#### SUPPLIED MATERIAL
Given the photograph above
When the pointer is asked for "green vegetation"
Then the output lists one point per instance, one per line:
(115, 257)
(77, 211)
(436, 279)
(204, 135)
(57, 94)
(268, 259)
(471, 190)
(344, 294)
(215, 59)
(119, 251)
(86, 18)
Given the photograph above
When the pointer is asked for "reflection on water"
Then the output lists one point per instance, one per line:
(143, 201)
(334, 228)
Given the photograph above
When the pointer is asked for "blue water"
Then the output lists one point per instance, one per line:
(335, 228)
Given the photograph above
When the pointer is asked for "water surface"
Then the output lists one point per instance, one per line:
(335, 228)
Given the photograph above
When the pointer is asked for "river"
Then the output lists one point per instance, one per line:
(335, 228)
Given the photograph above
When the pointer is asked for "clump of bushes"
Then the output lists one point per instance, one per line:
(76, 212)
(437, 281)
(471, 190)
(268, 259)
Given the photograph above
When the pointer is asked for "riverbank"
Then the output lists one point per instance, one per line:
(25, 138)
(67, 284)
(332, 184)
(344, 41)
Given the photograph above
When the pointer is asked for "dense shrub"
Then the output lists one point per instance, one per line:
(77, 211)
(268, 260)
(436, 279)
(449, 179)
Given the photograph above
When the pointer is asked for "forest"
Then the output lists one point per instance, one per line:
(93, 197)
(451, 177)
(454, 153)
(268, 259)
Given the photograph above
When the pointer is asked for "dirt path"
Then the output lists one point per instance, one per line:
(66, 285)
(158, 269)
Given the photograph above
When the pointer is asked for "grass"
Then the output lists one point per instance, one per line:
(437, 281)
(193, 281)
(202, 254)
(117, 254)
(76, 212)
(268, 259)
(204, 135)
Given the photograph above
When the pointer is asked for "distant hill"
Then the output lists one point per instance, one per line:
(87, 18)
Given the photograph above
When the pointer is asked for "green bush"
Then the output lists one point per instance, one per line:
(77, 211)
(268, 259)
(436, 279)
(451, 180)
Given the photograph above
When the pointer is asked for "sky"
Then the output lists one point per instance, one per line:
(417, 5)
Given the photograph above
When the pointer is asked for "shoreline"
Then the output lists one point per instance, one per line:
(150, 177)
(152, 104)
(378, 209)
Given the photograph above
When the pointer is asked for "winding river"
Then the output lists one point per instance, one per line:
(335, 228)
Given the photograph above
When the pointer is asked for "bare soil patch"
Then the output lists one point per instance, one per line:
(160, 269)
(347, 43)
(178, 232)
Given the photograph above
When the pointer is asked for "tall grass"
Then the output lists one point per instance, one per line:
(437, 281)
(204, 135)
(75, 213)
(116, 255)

#### WHAT YOU NEED TO DO
A single figure is the answer: the number of lines in the listing where "green" occurs.

#### YOUR SOLUTION
2